Excerpted text:
++++++++++

# Making sinkers ?



## Stampede (Apr 11, 2004)

Thinking of making my own sinkers. Want to share what kind of kit you have, cost for kit, lead etc. Thanks.


----------



## tylerd1994 (May 11, 2009)

You need molds which are the most expensive part. Do it molds are $40-50 each. If you go on eBay you can get palmer molds for pretty cheap sometimes $15-20. You can source lead online for its current price. Sometimes you can get old wheel weights from scrap yards or tire places. Then you need a heat source. The lee pots are nice but around $50-60


----------



## Mrwiggler (Jan 26, 2017)

I pour alot of jigs , and sinkers. Like tylerd1994 stated, the initial costs, set you back pretty good. Lead , also ,is getting more expensive. Electric to run melting pot,and any inserts you might need. I believe, unless your going to get into it to sell, you'd be better off, buying sinkers.....!


----------



## baitguy (Dec 17, 2013)

Mrwiggler said:


> I pour alot of jigs , and sinkers. Like tylerd1994 stated, the initial costs, set you back pretty good. Lead , also ,is getting more expensive. Electric to run melting pot,and any inserts you might need. I believe, unless your going to get into it to sell, you'd be better off, buying sinkers.....!


X2 there Mrwiggler ... I used to pour some of my own with a couple buds of mine, we'd get the wheel weights and whatever we could find to make them ... I have one of the electric pots but it was easier to use propane and an old pan to melt it in ... but after all the hassles it's much easier to just buy them ... if you go to the right flea markets they're downright cheap ... like has been pointed out, you have a lot invested, you have to make a lot of sinkers to make that back


----------



## Flathead76 (May 2, 2010)

It's only worth it if you use alot of a certain style or can not purchase the item with the components that you want.


----------



## beaver (Sep 28, 2010)

Flathead76 said:


> It's only worth it if you use alot of a certain style or can not purchase the item with the components that you want.


I agree. Also maybe if you have an abundant source of cheap or free lead and sell them.


----------



## baitguy (Dec 17, 2013)

if you have an abundance of free lead, sell it and buy sinkers ...


----------



## Flathead76 (May 2, 2010)

baitguy said:


> if you have an abundance of free lead, sell it and buy sinkers ...


I have a pile of lead from old waterlines. Lead is a royal pain to get these days. Plan on keeping it for the pile of molds that I currently own.


----------



## whodeynati (Mar 12, 2012)

I use a big propane burner and an old 6 quart cast iron pot. Making 6/8 ounce river sinkers the lead goes quick!


----------



## Salmonid (Apr 14, 2004)

Pete, I got some molds you can barrow, or just come to my house and we can fire up the pots, I have the flat bank sinker molds in 2-3-4-5 and 6-8 oz they are what I use the most times then I buy whatever else I want. I also have a cannonball mold for bumping weights, its 1-2-3-4- oz


----------



## sherman51 (Apr 12, 2011)

++++++++++

Written task A: From the forum thread on making sinkers, list every item that has a dollar price, along with that price.

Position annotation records
++++++++++

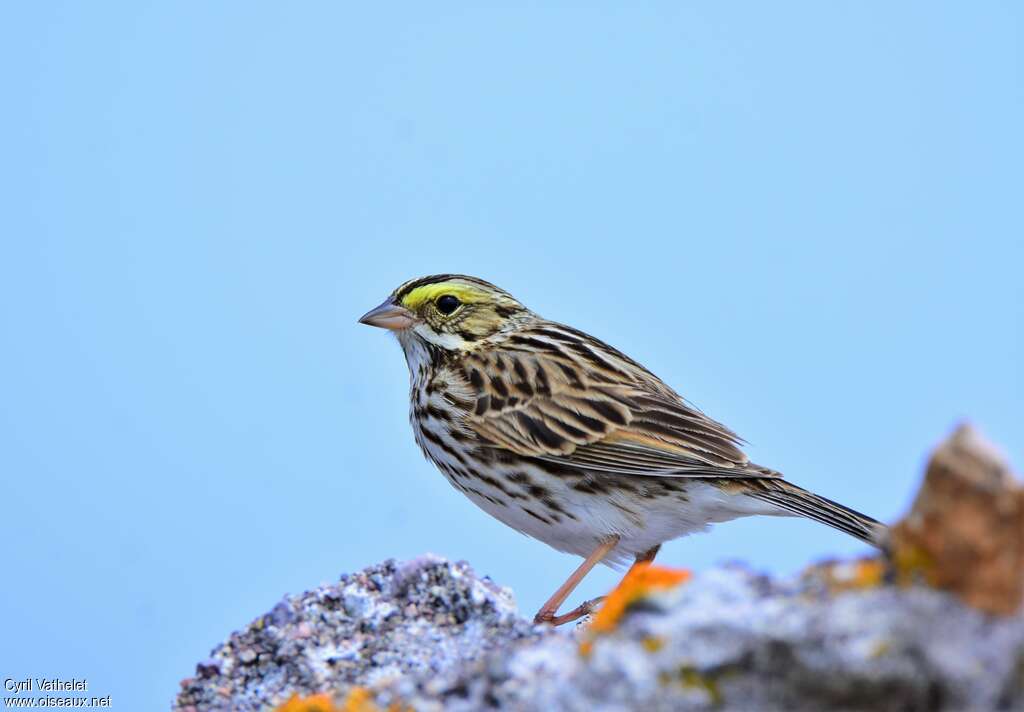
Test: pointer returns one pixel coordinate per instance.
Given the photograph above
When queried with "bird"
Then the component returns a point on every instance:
(570, 442)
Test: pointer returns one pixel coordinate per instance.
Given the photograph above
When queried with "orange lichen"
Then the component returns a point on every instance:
(640, 582)
(841, 576)
(357, 700)
(313, 703)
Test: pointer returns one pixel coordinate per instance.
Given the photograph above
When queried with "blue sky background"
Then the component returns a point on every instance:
(806, 217)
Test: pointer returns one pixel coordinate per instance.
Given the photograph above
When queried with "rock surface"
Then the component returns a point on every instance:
(965, 532)
(431, 635)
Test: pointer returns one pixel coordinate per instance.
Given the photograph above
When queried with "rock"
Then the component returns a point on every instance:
(727, 639)
(355, 632)
(965, 532)
(943, 633)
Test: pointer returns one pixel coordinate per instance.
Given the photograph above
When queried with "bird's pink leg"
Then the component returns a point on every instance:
(548, 611)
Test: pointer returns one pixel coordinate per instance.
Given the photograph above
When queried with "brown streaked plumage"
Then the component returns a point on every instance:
(566, 438)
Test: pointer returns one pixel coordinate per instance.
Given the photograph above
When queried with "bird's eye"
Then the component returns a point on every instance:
(446, 304)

++++++++++

Written task B: Count the lines of the records that contain the string "bird", with case counting, and reply with the number alone.

Correct response A:
Do-it molds: $40-50 each
Palmer molds on eBay: sometimes $15-20
Lee pots: around $50-60

Correct response B: 3